Rows from a dataset:
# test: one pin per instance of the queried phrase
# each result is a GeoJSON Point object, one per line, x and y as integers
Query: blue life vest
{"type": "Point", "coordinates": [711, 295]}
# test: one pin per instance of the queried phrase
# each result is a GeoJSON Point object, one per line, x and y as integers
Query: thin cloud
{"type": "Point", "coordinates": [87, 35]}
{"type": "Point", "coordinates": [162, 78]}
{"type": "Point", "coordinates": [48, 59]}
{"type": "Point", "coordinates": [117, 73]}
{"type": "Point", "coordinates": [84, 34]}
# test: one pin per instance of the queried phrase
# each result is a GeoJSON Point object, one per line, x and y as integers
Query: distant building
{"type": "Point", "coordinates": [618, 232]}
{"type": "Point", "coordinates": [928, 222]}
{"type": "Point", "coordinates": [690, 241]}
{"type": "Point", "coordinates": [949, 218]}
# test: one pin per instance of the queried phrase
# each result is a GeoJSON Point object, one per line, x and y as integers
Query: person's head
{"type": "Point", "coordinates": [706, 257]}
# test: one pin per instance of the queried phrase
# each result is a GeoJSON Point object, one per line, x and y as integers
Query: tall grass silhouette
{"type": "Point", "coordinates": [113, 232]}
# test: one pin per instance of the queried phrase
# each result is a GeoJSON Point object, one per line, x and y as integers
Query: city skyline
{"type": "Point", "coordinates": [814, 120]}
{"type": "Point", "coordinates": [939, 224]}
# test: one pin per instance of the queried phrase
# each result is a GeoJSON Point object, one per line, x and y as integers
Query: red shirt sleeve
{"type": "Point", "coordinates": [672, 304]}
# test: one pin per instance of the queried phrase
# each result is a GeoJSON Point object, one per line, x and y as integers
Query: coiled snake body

» Do this:
Above are some records; extract every one of them exactly.

» Solution:
# test: one pin per instance of the queried phrase
# each result is a GeoJSON Point object, one per line, x and y as integers
Query: blue life vest
{"type": "Point", "coordinates": [711, 295]}
# test: one pin per instance of the queried phrase
# each result is a GeoJSON Point object, one per line, x and y as integers
Query: thin cloud
{"type": "Point", "coordinates": [87, 35]}
{"type": "Point", "coordinates": [162, 78]}
{"type": "Point", "coordinates": [48, 59]}
{"type": "Point", "coordinates": [117, 73]}
{"type": "Point", "coordinates": [84, 34]}
# test: one pin per instance of the queried phrase
# each result is a GeoJSON Point object, one per line, x and y as integers
Query: distant building
{"type": "Point", "coordinates": [618, 232]}
{"type": "Point", "coordinates": [928, 222]}
{"type": "Point", "coordinates": [690, 241]}
{"type": "Point", "coordinates": [949, 218]}
# test: one pin per instance of the queried phrase
# each result is a GeoJSON Point object, one per line, x and y as integers
Query: person's head
{"type": "Point", "coordinates": [706, 257]}
# test: one pin per instance of the queried phrase
# each result is a GeoJSON Point object, one per line, x and y as integers
Query: tall grass silhouette
{"type": "Point", "coordinates": [113, 232]}
# test: one pin per instance of the queried phrase
# each result is a GeoJSON Point object, one per line, x and y as integers
Query: city skyline
{"type": "Point", "coordinates": [814, 120]}
{"type": "Point", "coordinates": [939, 224]}
# test: one pin per instance of the queried phrase
# each result is a GeoJSON Point object, one per line, x and y as integers
Query: red shirt sleeve
{"type": "Point", "coordinates": [672, 304]}
# test: one pin per instance of the queried phrase
# each result is a GeoJSON Point object, one per line, x and y as integers
Query: coiled snake body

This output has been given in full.